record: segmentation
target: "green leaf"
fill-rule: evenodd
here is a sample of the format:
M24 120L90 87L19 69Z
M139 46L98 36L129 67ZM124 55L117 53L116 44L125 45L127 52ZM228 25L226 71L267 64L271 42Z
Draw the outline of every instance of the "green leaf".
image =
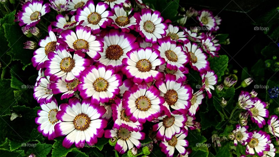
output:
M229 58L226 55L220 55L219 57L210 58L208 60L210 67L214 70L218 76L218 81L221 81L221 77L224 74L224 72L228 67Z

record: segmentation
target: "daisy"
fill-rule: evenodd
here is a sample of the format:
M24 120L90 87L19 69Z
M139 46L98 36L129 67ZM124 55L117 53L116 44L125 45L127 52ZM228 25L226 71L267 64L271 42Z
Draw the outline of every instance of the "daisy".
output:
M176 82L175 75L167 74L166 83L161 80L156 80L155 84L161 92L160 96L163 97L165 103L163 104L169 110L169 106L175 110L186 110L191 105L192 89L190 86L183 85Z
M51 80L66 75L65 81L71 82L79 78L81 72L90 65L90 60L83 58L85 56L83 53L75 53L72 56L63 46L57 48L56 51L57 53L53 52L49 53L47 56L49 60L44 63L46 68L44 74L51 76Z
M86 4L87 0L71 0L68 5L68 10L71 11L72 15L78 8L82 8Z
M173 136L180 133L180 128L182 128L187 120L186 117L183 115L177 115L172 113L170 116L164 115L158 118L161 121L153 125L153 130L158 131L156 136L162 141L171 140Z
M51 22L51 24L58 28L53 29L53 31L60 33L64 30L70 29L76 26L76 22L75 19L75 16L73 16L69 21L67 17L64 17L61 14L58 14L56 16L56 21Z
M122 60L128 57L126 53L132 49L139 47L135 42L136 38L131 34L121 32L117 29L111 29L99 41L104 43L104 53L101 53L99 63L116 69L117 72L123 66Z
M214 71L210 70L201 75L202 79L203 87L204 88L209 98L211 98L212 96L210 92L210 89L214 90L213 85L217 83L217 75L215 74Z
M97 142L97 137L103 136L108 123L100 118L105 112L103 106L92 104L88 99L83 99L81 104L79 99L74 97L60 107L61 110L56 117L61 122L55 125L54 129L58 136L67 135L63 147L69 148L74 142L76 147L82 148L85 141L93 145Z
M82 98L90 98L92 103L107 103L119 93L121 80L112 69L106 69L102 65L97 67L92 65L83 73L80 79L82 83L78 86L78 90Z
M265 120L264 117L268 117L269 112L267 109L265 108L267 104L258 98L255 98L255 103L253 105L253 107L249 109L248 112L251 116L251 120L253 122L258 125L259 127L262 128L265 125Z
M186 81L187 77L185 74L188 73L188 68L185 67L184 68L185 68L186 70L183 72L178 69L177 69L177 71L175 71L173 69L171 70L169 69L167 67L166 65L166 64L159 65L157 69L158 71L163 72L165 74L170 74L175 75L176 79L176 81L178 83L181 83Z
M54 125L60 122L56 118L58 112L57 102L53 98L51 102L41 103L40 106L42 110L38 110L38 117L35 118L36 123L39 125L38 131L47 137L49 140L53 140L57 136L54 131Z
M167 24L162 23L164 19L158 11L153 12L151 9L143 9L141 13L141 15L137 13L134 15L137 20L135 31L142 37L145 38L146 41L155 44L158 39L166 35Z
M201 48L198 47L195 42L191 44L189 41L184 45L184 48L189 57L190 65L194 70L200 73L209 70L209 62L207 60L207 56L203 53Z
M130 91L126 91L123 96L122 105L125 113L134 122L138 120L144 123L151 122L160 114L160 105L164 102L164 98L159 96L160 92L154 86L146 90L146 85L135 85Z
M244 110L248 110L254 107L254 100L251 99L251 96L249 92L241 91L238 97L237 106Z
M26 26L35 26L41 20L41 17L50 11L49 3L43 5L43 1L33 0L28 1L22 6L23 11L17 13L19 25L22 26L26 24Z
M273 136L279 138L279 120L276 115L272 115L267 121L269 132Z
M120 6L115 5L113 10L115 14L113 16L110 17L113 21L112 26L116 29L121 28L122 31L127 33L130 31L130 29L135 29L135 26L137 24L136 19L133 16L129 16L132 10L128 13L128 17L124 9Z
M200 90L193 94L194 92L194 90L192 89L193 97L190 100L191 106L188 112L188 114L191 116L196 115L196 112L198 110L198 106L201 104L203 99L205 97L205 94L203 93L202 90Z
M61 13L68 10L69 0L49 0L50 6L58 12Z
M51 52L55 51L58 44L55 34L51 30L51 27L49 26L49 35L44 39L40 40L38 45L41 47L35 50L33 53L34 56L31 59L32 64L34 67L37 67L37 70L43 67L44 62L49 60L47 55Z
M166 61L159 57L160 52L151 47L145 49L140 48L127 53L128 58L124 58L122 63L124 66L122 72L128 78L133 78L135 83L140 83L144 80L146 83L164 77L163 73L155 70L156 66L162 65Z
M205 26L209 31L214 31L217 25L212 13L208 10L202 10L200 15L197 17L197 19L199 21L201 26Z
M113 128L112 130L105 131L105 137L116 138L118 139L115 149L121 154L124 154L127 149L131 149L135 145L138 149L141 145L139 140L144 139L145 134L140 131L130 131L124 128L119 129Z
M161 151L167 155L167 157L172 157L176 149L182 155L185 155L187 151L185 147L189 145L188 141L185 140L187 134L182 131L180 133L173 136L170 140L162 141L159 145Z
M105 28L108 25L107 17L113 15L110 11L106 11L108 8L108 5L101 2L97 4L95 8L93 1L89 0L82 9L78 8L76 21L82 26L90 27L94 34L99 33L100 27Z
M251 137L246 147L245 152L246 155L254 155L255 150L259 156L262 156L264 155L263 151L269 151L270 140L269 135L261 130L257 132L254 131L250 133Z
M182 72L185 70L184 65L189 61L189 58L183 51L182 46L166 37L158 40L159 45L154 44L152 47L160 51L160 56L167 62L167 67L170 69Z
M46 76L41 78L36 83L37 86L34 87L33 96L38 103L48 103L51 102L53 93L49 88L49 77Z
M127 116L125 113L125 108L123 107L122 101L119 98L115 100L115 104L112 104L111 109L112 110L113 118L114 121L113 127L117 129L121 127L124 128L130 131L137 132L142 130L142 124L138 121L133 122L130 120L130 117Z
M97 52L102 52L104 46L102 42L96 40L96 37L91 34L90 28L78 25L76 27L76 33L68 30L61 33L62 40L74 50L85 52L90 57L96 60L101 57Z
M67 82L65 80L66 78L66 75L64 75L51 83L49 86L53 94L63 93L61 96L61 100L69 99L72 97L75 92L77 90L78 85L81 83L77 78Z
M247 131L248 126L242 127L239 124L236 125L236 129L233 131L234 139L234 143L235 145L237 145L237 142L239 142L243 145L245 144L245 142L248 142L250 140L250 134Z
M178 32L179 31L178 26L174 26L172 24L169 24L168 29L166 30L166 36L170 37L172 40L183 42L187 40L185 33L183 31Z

## GIVEN INSTRUCTION:
Can you retype every one of the items above word for word, leaving the pictures out?

## CORRECT ANSWER:
record: segmentation
target: "green leaf"
fill-rule: evenodd
here is a sample of the format:
M24 120L90 87L19 69Z
M139 46L98 36L129 67ZM124 55L117 53L116 44L125 45L127 52ZM228 25L226 71L267 64L271 42Z
Draw the outline of every instance of the "green leaf".
image =
output:
M229 58L226 55L220 55L219 57L210 58L208 60L210 67L214 70L218 76L218 81L221 81L221 77L224 74L224 72L228 67Z

record: segmentation
target: "daisy"
fill-rule: evenodd
here is a sample of the format:
M24 120L90 87L19 69Z
M139 46L98 36L129 67ZM124 55L117 53L116 44L125 45L127 52ZM228 25L226 71L267 64L271 42Z
Draw the outline of every instance of the "daisy".
output:
M176 82L175 75L167 74L166 83L161 80L156 80L155 84L161 92L160 96L163 97L165 103L163 104L169 110L169 106L175 110L186 110L191 105L192 89L190 86L183 85Z
M51 80L66 75L65 81L71 82L79 78L81 72L90 65L90 60L83 58L85 56L83 53L75 53L72 56L63 46L57 48L56 51L57 53L53 52L49 53L47 56L49 60L44 63L46 68L44 74L51 76Z
M86 4L87 0L71 0L68 5L68 10L71 11L72 15L78 8L82 8Z
M173 136L180 133L180 128L182 128L187 120L186 117L183 115L177 115L172 113L170 116L164 115L158 118L161 121L153 125L153 130L158 131L156 136L162 141L171 140Z
M51 22L51 24L58 28L53 29L53 31L60 33L64 30L70 29L76 26L76 22L75 19L75 16L73 16L69 21L67 17L64 17L61 14L58 14L56 16L56 21Z
M122 60L128 57L126 53L132 49L139 47L135 42L136 38L131 34L121 32L117 29L111 29L99 41L104 43L104 53L101 53L99 63L116 69L117 72L123 66Z
M214 71L210 70L201 75L202 79L203 87L204 88L209 98L211 98L212 96L210 92L210 89L214 90L213 85L217 83L217 75L215 74Z
M97 142L97 137L103 136L108 123L100 118L105 112L103 106L92 104L88 99L83 99L81 104L79 99L74 97L60 107L61 110L56 117L61 122L55 125L54 129L58 136L67 135L63 147L69 148L74 142L76 147L82 148L85 141L93 145Z
M82 98L90 98L92 103L107 103L119 93L121 80L112 69L106 69L102 65L97 67L92 65L83 73L80 79L82 83L78 86L78 90Z
M265 120L264 117L268 117L269 112L267 109L265 108L267 104L258 98L255 98L255 103L253 105L253 107L249 109L248 112L251 116L251 120L253 122L258 125L259 127L262 128L265 125Z
M186 81L187 77L185 74L188 73L188 68L185 67L184 68L185 68L186 70L183 72L178 69L177 69L177 71L175 71L173 69L171 70L169 69L167 67L166 65L166 64L159 65L157 69L158 71L163 72L165 74L170 74L175 75L176 79L176 81L178 83L181 83Z
M54 125L60 122L56 118L58 112L57 102L53 98L51 102L41 103L40 106L42 110L38 110L38 117L35 118L36 123L39 125L38 131L47 137L49 140L53 140L57 136L54 131Z
M167 24L162 23L164 19L158 11L153 12L151 9L143 9L141 13L141 15L137 13L134 15L137 20L135 31L142 37L145 38L146 41L155 44L158 39L166 35Z
M201 48L198 47L195 42L191 44L189 41L184 45L184 48L189 57L190 65L194 70L200 73L209 70L209 62L207 60L207 56L203 53Z
M130 91L126 91L123 96L122 105L125 113L134 122L138 120L144 123L151 122L160 114L160 105L164 102L164 98L159 96L160 92L154 86L146 90L146 85L135 85Z
M244 110L248 110L254 107L254 100L251 99L251 96L249 92L241 91L238 97L237 106Z
M26 26L35 26L41 20L41 17L50 11L49 3L43 5L43 1L33 0L28 1L22 6L23 11L17 13L19 25L22 26L26 24Z
M273 136L279 138L279 120L276 115L272 115L267 121L269 132Z
M120 6L115 5L113 10L115 14L113 16L110 17L113 21L112 26L116 29L121 28L122 31L127 33L130 31L130 29L135 29L135 26L137 24L136 19L133 16L129 16L132 10L128 13L128 17L124 9Z
M200 90L193 94L194 92L194 90L192 89L193 97L190 100L191 106L188 112L188 114L191 116L196 115L196 112L198 110L198 106L201 104L203 99L205 97L205 94L203 93L202 90Z
M61 13L68 10L69 0L49 0L50 6L58 12Z
M51 52L55 51L58 44L55 34L51 30L51 27L49 26L49 35L44 39L40 40L38 45L41 47L35 50L33 53L34 56L31 59L32 64L34 67L37 67L37 70L43 67L44 62L49 60L47 55Z
M166 61L159 57L160 52L151 47L145 49L140 48L127 53L128 58L124 58L122 63L124 66L122 72L128 78L133 78L135 83L140 83L144 80L146 83L164 77L163 73L155 70L156 66L162 65Z
M205 26L209 31L214 31L217 25L212 13L208 10L202 10L200 15L197 17L197 19L199 21L201 26Z
M113 128L112 130L105 131L105 137L116 138L118 139L115 149L121 154L124 154L127 149L131 149L135 145L138 149L141 145L139 140L144 139L145 134L140 131L130 131L124 128L119 129Z
M161 151L167 155L167 157L172 157L176 149L182 155L185 155L187 151L185 147L189 145L188 141L185 140L187 134L182 131L180 133L173 136L170 140L162 141L159 145Z
M105 28L108 25L107 17L113 15L110 11L106 11L108 8L108 5L101 2L97 4L95 8L93 1L89 0L82 9L78 8L76 21L82 26L90 27L94 34L99 33L100 27Z
M251 137L246 147L245 152L246 155L254 155L255 150L259 156L262 156L264 155L263 151L269 151L270 140L269 135L261 130L257 132L254 131L250 133Z
M182 72L185 70L184 65L189 61L189 58L183 51L182 46L166 37L158 40L159 45L154 44L152 47L160 51L160 56L167 62L167 67L170 69Z
M46 76L41 78L36 83L37 86L34 87L33 96L38 103L48 103L51 102L53 93L49 88L49 77Z
M127 116L125 113L125 108L123 107L122 101L119 98L115 100L115 104L112 104L111 109L112 110L113 118L114 121L113 127L117 129L121 127L124 128L130 131L137 132L142 130L142 124L138 121L133 122L130 120L130 117Z
M97 52L102 52L104 46L102 42L96 40L96 37L91 34L90 28L78 25L76 27L76 33L68 30L61 33L62 40L74 50L85 52L90 57L96 60L101 57Z
M67 82L65 80L66 78L66 75L64 75L51 83L49 86L53 94L63 93L61 96L61 100L69 99L72 97L75 92L77 90L78 85L81 83L77 78Z
M247 131L248 126L242 127L239 124L236 125L236 129L233 131L234 139L234 143L235 145L237 145L237 142L239 142L243 145L245 144L245 142L248 142L250 140L250 134Z
M178 32L179 31L178 26L174 26L172 24L169 24L168 29L166 30L166 36L170 37L172 40L183 42L187 40L185 33L183 31Z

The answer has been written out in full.